PAGE:
I came upon my bred by chance, as I had always been horse crazy but had never seen or heard of a Haflinger. I had always wanted a horse, and when I moved to Michigan, an adult student of mine had a free horse she offered me. It was kind of older style, small and unregistered, but it was a horse! I learned everything I could about the breed, attended shows, i.spections, talked to breeders, etc., and found out that some breeders with top modern, sport horse type breeding stock lived close by. The rest is history! 
I visited them and fell in love with a very modern, tall mare that was in foal to a National Champion stallion that I loved. The mare had a beautiful filly which I got to name, but the owners were not interested in selling. A few months later they called and offered her to me. It was way more than I ever imagined spending at the time, and since I didn’t have the funds (I was a full-time grad student), I had to turn them down. But, as fate would have it, a credit card offer arrived in the mail that day, and I was able to take out a cash advance for a deposit, and they took payments for the balance! Absolutely crazy, I know, and I would not recommend buying a horse that way, but it turned out to be one of the best investments that I ever made.
That was in 2000, and that mare grew up to be the foundation of my breeding program, producing one outstanding foal after another. Every one has gone on to be a winner on the line and under saddle in sport horse disciplines, with one or two on track for FEI level in the coming years.

Records from a dataset
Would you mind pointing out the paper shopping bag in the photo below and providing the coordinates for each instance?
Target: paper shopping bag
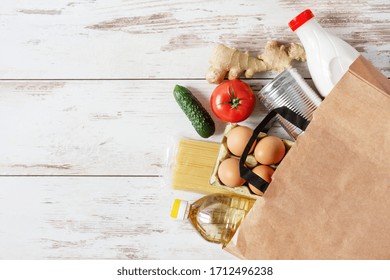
(330, 196)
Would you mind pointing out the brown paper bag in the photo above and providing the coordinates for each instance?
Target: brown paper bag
(330, 196)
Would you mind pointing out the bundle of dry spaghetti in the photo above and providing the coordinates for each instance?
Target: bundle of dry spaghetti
(193, 166)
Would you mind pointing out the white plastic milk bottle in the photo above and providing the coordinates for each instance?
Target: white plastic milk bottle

JOBS:
a) Reproduce word for word the stretch of the Haflinger story from "I came upon" through "rest is history!".
b) According to the Haflinger story, how was the deposit for the mare paid?

THE RESPONSES:
a)
I came upon my bred by chance, as I had always been horse crazy but had never seen or heard of a Haflinger. I had always wanted a horse, and when I moved to Michigan, an adult student of mine had a free horse she offered me. It was kind of older style, small and unregistered, but it was a horse! I learned everything I could about the breed, attended shows, i.spections, talked to breeders, etc., and found out that some breeders with top modern, sport horse type breeding stock lived close by. The rest is history!

b) It was paid with a cash advance from a credit card offer that arrived in the mail.